Object point labels:
— start —

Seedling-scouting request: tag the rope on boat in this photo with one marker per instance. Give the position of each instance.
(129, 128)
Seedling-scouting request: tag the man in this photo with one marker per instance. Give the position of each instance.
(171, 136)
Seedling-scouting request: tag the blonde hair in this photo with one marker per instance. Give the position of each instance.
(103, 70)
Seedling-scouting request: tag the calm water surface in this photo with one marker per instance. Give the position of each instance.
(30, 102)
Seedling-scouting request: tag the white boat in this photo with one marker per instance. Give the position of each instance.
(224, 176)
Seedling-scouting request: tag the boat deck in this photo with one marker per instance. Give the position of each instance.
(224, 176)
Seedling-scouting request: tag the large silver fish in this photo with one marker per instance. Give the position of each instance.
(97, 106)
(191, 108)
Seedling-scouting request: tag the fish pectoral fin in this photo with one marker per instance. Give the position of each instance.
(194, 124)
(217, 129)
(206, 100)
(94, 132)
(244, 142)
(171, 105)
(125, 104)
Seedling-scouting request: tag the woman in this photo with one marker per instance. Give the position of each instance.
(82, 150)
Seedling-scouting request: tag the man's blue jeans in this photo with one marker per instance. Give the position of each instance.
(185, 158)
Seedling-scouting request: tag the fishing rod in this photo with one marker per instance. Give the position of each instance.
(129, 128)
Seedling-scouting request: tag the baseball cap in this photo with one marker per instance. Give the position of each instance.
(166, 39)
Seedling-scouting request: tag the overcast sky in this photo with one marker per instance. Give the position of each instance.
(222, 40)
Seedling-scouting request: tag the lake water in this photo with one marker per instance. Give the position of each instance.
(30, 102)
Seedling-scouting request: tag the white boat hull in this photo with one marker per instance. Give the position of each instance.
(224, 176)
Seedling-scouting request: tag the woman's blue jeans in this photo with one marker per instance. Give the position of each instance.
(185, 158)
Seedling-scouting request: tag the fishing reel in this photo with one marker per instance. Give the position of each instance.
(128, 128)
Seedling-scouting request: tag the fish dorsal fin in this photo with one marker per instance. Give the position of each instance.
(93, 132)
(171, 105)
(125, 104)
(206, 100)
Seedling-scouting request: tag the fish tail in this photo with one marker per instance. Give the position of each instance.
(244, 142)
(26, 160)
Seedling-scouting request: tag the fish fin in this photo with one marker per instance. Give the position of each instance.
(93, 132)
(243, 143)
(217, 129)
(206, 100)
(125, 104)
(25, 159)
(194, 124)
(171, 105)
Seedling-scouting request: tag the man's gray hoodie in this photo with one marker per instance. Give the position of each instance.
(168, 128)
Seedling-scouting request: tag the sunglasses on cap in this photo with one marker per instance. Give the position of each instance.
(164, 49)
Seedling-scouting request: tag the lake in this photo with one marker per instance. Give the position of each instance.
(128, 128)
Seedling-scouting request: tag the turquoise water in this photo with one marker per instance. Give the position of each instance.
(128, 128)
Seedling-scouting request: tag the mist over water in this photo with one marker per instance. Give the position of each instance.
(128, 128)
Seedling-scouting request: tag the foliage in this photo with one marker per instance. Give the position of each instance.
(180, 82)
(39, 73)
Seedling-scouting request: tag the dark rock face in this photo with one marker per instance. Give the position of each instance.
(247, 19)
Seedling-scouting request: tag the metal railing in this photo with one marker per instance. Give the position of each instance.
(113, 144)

— end —

## Problem
All of the entries should be written out again exactly.

## Exercise output
Seedling-scouting request: tag the rope on boat in this photo with one marker per instance. Give the position of each instance.
(129, 128)
Seedling-scouting request: tag the man in this photo with one marker per instance. Give the position of each instance.
(171, 136)
Seedling-scouting request: tag the blonde hair in this photo with one marker per instance. Give the position of each instance.
(103, 70)
Seedling-scouting request: tag the calm water surface in this photo with one marker per instance. Give the position of each instance.
(30, 102)
Seedling-scouting request: tag the white boat in this photo with one marker per instance. Give the position of each instance.
(224, 176)
Seedling-scouting request: tag the boat deck in this photo with one marker per instance. Give the position of each instance.
(224, 176)
Seedling-scouting request: tag the large silver fish in this photo with one marker per instance. Give the position of each instance.
(97, 106)
(191, 108)
Seedling-scouting request: tag the fish pectoral fin in this photo with one marker per instance. Give the position of each instance.
(194, 124)
(217, 129)
(206, 100)
(94, 132)
(244, 142)
(171, 105)
(125, 104)
Seedling-scouting request: tag the woman in this photo with one marker per instance. Give the position of each instance.
(82, 150)
Seedling-scouting request: tag the man's blue jeans in this photo with one marker per instance. Give the position of each instance.
(185, 158)
Seedling-scouting request: tag the fishing rod in this photo with one marker per instance. Give the position of each instance.
(129, 128)
Seedling-scouting request: tag the baseball cap in this photo with one marker per instance. Give the position of each instance.
(166, 39)
Seedling-scouting request: tag the overcast sky in this photo with one marker per instance. Give the position of each instance.
(222, 40)
Seedling-scouting request: tag the lake water in this photo with one marker per instance. Give the position of each instance.
(30, 102)
Seedling-scouting request: tag the white boat hull in this photo with one marker per instance. Give the position of each instance.
(224, 176)
Seedling-scouting request: tag the woman's blue jeans in this photo with one marker per instance. Give the position of each instance.
(185, 158)
Seedling-scouting request: tag the fishing reel in this photo with one marker per instance. Give the position of each instance.
(128, 128)
Seedling-scouting request: tag the fish dorsal fin in this photo with one marker per instance. Give the position of each instance.
(93, 132)
(171, 105)
(125, 104)
(206, 100)
Seedling-scouting request: tag the fish tail in this photo with one marker per instance. Give the position of each instance.
(244, 142)
(26, 160)
Seedling-scouting request: tag the fish fin in this photo with one marker per instance. Give the position of each instance.
(93, 132)
(243, 143)
(217, 129)
(206, 100)
(125, 104)
(25, 159)
(194, 124)
(171, 105)
Seedling-scouting request: tag the man's gray hoodie in this photo with one marker per instance. Give the position of each instance.
(168, 128)
Seedling-scouting request: tag the sunglasses on cap in this photo with one marker per instance. Give the position of each instance.
(164, 49)
Seedling-scouting request: tag the lake in this photo with one marker per instance. Give the position of each instance.
(128, 128)
Seedling-scouting request: tag the turquoise water in this photo with one marker per instance. Give the position of each instance.
(128, 128)
Seedling-scouting request: tag the mist over water in this photo with one marker per instance. Give the position of each instance.
(128, 128)
Seedling-scouting request: tag the foliage in this photo with one marker per instance. Give the position of each instance.
(180, 82)
(39, 73)
Seedling-scouting request: tag the dark rock face in this photo with one marker per instance. Give the position of each instance.
(247, 19)
Seedling-scouting request: tag the metal railing in this photo with one marker per instance. Give the position of each instance.
(113, 144)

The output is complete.